_Written instruction 1_.
Answer these questions using the court opinion excerpt on K.S.A. 8-1020(o):
(a) Which subsection states that the section shall prevail to the extent it conflicts with any other provision of law?
(b) According to the Court of Appeals, why would K.S.A. 8-1020(o) require a futile act?
(c) Which argument by the licensee did the Court of Appeals not mention?
_Written instruction 2_.
Extend the court opinion excerpt on K.S.A. 8-1020(o) by continuing from its final sentence.

In its Pierren-Abbott decision, the Court of Appeals concluded that K.S.A. 8-1020(o) is inconsistent between its first line, which does not require a summons, and its second line, which does. The Court of Appeals further determined that K.S.A. 8-1020 is inconsistent with its own internal reference to other statutes like K.S.A. 8-259, K.S.A. 77-610, K.S.A. 77-613, K.S.A. 77-614, and K.S.A. 77-615 because none of these statutes require a summons. Although K.S.A. 8-1020(p) specifically provides that "[t]o the extent that this section and any other provision of law conflicts, this section shall prevail," the Court of Appeals concluded that 8-1020(o) was inconsistent and did not apply the section as written to effect its mandate requiring a summons to be served on the Secretary of Revenue. 32 Kan. App. 2d at 767-69.
The Court of Appeals relied on the legislative history to support its conclusion that K.S.A. 8-1020(o) does not require a summons. Noting that the legislature intended to enact harsher criminal and administrative penalties for those who drive under the influence of alcohol or drugs, the Court of Appeals stated that the inclusion of only one word, "summons," was not meant to change the jurisdictional requirements for reviewing an administrative decision to suspend a driver's license. The Court of Appeals further supported its conclusion by finding that K.S.A. 8-1020(o) requires a futile act because there is no purpose for serving a summons in judicial review proceedings. 32 Kan. App. 2d at 768. Finally, the Court of Appeals held that, absent a clear statement of intent to require a summons to be served, it would not impose such a condition. 32 Kan. App. 2d at 769. The Court of Appeals did not mention the licensee's waiver argument.
With this history of the three cases prior to our granting of the petitions for review, we turn to the arguments necessary to resolve this appeal.
First we must decide whether K.S.A. 8-1020(o) requires a licensee to serve the Secretary of Revenue with a summons to initiate judicial review of the KDR's decision to suspend his or her driver's license.

_Data extract_.
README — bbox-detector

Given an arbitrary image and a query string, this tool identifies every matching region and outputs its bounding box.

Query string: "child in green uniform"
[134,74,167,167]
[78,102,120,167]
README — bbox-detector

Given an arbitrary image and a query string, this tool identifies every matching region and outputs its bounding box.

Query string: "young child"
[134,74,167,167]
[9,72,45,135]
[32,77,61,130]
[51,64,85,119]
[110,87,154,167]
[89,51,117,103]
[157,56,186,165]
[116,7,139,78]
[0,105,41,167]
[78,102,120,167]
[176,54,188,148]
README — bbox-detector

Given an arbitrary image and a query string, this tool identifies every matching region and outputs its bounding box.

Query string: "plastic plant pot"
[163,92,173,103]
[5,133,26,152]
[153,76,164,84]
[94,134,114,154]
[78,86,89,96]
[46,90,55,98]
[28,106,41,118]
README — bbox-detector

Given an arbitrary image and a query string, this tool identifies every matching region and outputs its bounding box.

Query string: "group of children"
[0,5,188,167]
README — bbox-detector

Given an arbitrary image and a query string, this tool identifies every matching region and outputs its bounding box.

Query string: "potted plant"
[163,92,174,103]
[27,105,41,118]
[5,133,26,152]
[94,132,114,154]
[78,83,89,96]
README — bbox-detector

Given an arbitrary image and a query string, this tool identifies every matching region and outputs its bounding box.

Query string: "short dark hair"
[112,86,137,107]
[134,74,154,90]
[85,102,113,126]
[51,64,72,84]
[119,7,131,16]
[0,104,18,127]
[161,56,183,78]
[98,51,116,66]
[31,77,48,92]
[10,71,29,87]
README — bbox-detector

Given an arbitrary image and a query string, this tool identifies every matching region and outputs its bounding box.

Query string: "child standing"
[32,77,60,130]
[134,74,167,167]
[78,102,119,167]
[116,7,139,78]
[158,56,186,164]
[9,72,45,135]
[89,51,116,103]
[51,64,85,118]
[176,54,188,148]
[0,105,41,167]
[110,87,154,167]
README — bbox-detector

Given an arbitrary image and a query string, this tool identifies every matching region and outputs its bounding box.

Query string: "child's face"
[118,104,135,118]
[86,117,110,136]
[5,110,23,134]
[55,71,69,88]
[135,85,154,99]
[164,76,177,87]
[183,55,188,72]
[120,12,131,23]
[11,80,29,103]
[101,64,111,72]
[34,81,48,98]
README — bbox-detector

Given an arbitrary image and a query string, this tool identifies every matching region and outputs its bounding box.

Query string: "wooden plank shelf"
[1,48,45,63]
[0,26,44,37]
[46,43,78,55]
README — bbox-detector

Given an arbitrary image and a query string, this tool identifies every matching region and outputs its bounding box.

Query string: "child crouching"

_Task response 1_.
(a) K.S.A. 8-1020(p).
(b) There is no purpose for serving a summons in judicial review proceedings.
(c) The licensee's waiver argument.

_Task response 2_.
This issue requires the interpretation of statutes, and we apply an unlimited standard of review. Appellate courts are not bound by the district court's interpretation. Cooper v. Werholtz, 277 Kan. 250, 252, 83 P.3d 1212 (2004). In making our required interpretation, we are obligated to apply and follow rules of construction that govern our decision. We have stated:
"The fundamental rule of statutory construction to which all other rules are subordinate is that the intent of the legislature governs if that intent can be ascertained. The legislature is presumed to have expressed its intent through the language of the statutory scheme it enacted. When a statute is plain and unambiguous, the court must give effect to the intention of the legislature as expressed rather than determine what the law should or should not be." Williamson v. City of Hays, 275 Kan. 300, 305, 64 P.3d 364 (2003).
"Ordinary words are to be given their ordinary meaning, and a statute should not be so read as to add that which is not readily found therein or to read out what as a matter of ordinary English language is in it. [Citation omitted.]" GT, Kansas, L.L.C. v. Riley County Register of Deeds, 271 Kan. 311, 316, 22 P.3d 600 (2001).
"'When the legislature revises an existing law, it is presumed that the legislature intended to change the law as it existed prior to the amendment.' [Citation omitted.]" State v. Gordon, 275 Kan. 393, 405, 66 P.3d 903 (2003).
"General and special statutes should be read together and harmonized whenever possible, but to the extent a conflict between them exists, the special statute will prevail unless it appears the legislature intended to make the general statute controlling. [Citation omitted.]" In re Estate of Antonopoulos, 268 Kan. 178, 189, 993 P.2d 637 (1999).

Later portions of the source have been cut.